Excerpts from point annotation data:
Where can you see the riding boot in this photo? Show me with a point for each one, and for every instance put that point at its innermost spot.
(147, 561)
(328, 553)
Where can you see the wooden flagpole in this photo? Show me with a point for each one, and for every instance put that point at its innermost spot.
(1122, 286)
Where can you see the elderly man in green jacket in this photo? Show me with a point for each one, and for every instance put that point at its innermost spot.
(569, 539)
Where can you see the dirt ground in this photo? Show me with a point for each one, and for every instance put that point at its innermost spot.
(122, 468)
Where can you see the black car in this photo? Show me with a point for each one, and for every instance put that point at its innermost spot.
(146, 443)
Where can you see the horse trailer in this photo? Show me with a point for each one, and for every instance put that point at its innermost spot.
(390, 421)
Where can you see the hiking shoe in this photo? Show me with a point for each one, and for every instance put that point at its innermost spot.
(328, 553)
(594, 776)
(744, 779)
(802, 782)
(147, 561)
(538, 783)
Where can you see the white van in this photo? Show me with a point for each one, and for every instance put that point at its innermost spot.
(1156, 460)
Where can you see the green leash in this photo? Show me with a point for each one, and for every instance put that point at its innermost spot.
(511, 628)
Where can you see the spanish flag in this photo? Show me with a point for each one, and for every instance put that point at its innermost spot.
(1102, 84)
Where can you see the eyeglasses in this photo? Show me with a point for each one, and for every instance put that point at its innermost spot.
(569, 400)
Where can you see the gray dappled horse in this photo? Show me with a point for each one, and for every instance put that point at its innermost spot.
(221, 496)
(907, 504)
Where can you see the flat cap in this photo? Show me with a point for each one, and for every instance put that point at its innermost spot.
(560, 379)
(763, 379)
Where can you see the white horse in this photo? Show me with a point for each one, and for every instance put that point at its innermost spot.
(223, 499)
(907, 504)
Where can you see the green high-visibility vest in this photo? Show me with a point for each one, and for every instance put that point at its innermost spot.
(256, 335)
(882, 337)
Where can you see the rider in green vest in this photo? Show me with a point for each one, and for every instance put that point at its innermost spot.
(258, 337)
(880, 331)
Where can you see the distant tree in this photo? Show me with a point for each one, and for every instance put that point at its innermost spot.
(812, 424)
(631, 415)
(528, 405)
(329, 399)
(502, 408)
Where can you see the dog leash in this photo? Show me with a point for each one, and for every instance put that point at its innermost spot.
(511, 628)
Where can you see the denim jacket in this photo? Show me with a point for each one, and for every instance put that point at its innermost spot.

WHAT TO DO:
Rewrite the material from its first line through the line containing "(1122, 286)" as a JSON list of strings, with one string per line and blank lines omitted.

SOLUTION FOR THIS EXERCISE:
[
  "Where can you see the riding boot in this photo? Show me with a point for each one, and for every instance put that point at its innermost spot.",
  "(147, 561)",
  "(328, 553)",
  "Where can you see the wooden flagpole in this photo? Show me with a point for each one, and for every instance put that point at its innermost spot.",
  "(1122, 286)"
]